*原文*.
__________________________________________________
首相解散表明:唐突な解散、困惑…「大義名分」街で聞く
毎日新聞 2014年11月18日 21時21分(最終更新 11月19日 01時25分)
安倍晋三首相が衆議院解散の意向を表明した。世の中は総選挙へ走り出すが、有権者の多くは「理由が分からない」と首をかしげている。17日の国内総生産(GDP)速報値が予想を大きく下回り、与党内でも「選挙をやっている場合か」との声が上がっていた。全国各地の街頭で「解散に大義名分はあるか」と尋ね、その理由を聞いた。
◇「ない」…与党側の保身だ
◇札幌市中央区 会社員 松田のり子さん(32)
特定秘密保護法や集団的自衛権行使容認などの重要案件は国民不在で進めたのに、消費増税先送りという唐突な理由で信を問う姿勢は理解できない。都合の良いときだけ「信を問う」を名目として使っているとしか思えない。
◇東京都文京区 会社員 大田友記子さん(40)
__________________________________________________
*記録された情報*.
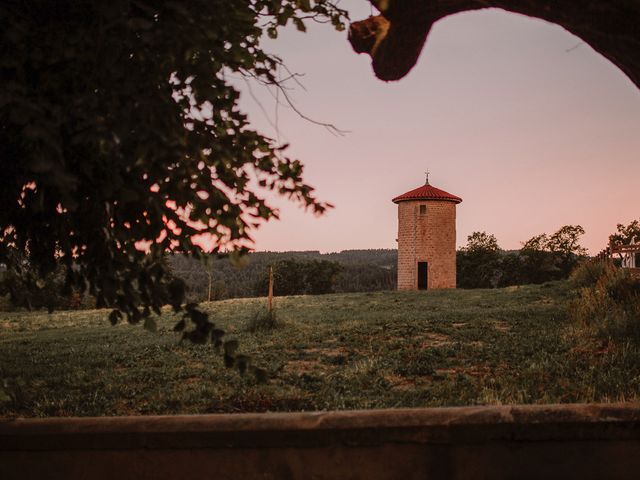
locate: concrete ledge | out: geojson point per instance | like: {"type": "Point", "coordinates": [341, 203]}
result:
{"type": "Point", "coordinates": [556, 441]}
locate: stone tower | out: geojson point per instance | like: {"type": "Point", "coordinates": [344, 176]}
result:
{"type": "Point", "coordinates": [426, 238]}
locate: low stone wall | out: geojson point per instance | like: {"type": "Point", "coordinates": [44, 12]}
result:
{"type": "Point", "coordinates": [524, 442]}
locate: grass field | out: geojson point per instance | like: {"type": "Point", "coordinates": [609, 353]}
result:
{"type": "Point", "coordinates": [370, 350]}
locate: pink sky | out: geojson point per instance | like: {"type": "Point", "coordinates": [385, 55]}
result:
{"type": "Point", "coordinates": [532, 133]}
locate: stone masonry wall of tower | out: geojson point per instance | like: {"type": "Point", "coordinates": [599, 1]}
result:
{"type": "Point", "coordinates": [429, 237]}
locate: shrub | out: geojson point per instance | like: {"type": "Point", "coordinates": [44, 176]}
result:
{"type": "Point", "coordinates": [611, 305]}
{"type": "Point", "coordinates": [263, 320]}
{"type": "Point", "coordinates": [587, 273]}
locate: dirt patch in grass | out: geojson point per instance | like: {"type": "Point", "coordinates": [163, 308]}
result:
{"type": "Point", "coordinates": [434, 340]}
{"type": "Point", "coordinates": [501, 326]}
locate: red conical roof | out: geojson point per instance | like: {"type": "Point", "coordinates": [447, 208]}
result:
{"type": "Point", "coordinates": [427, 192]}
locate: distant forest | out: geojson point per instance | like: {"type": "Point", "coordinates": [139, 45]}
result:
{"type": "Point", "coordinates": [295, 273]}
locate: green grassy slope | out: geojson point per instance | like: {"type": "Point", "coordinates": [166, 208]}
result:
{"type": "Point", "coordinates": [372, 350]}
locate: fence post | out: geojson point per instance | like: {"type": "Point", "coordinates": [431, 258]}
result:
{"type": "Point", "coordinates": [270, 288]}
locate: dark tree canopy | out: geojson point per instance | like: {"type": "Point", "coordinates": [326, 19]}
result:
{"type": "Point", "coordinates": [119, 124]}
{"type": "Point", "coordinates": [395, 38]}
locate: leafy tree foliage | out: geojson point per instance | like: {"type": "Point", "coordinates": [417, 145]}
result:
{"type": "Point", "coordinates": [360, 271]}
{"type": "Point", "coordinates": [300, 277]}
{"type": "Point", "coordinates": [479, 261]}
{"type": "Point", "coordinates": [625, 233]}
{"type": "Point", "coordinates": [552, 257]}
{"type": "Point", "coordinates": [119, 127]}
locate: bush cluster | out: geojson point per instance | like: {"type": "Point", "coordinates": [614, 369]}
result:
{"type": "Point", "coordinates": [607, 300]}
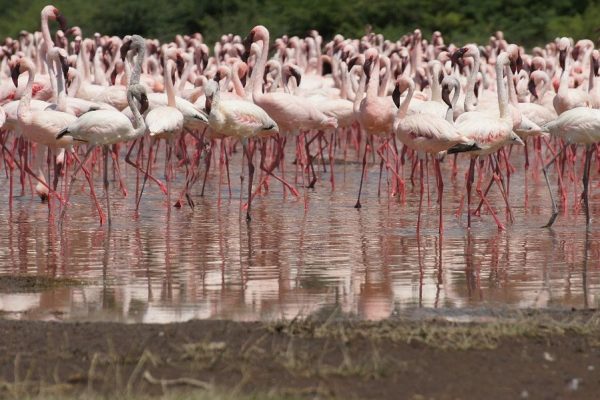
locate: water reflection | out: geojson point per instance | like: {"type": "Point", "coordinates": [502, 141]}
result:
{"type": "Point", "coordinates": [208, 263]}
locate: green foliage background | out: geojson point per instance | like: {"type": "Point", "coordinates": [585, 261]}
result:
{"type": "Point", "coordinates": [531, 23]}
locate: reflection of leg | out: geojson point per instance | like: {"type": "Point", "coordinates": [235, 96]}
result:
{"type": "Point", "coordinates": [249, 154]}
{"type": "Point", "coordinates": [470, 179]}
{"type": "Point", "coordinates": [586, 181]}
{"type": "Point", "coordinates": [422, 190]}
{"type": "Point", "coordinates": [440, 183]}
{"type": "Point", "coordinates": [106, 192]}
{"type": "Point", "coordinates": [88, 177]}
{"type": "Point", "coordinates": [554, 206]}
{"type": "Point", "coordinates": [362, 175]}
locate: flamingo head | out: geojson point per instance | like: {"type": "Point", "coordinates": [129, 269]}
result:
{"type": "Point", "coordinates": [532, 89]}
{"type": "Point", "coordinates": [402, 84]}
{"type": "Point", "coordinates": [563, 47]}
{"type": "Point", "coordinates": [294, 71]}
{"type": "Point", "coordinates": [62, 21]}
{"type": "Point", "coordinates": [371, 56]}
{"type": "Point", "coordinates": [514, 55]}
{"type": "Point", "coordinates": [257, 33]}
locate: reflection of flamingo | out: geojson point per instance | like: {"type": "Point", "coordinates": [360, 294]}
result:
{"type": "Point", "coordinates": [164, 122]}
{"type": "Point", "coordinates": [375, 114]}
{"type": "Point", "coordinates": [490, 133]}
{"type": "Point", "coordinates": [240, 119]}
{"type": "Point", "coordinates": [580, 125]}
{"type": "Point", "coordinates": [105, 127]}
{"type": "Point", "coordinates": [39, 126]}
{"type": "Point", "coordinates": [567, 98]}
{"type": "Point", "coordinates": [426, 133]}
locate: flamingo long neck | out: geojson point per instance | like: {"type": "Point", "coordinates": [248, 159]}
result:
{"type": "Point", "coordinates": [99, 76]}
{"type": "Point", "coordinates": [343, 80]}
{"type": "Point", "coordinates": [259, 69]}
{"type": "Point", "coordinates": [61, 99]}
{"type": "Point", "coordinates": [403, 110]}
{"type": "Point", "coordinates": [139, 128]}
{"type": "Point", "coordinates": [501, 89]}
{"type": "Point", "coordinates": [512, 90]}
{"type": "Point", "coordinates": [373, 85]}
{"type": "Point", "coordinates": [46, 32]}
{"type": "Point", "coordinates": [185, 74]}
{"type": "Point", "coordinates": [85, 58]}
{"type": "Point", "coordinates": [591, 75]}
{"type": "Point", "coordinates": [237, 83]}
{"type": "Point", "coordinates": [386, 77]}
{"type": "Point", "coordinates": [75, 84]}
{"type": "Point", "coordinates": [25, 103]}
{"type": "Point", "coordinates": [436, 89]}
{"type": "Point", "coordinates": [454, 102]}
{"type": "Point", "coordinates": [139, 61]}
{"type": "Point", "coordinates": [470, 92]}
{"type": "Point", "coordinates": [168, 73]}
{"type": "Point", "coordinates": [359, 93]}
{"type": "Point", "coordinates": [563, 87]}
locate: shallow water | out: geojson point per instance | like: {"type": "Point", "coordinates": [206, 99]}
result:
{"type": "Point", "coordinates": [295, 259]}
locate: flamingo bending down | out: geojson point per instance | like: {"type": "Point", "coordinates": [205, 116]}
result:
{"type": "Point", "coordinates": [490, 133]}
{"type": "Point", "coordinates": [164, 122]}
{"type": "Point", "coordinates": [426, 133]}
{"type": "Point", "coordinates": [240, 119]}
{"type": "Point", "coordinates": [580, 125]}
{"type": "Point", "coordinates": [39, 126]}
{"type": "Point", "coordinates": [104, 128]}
__________________________________________________
*課題一覧*.
a – 解散をめぐる記事で、松田のり子さんの発言に名前が出てくる政策をすべて挙げてください。
b – 解散をめぐる記事を、最後の行の続きから書き進めてください。
記録は、解散をめぐる記事とは別の出典から取られたものです。

*課題ごとの解答*.
a – 特定秘密保護法、集団的自衛権行使容認、消費増税先送り

b –
解散すれば重要な政策や法案の審議が止まるし、選挙はお金もかかる。消費増税先送りが、民意を問う大義とは思えない。「政治とカネ」の問題をうやむやにするための、どさくさまぎれの解散という印象だ。
◇東京都昭島市 地方公務員 安里芳樹さん(57)
景気が回復しなければ消費税は上げない、というのは最初から決まっていたはずで、何のための解散なのか疑問だ。支持率が下がらないうちに、という与党側の保身としか思えない。
◇広島市西区 パート従業員 村上祥康さん(65)
消費増税は社会福祉の財源だったはず。議員定数削減など政治家が改革姿勢を示しているなら納得できるが、意味のない「政治ごっこ」や「陣地争い」に悲しくなる。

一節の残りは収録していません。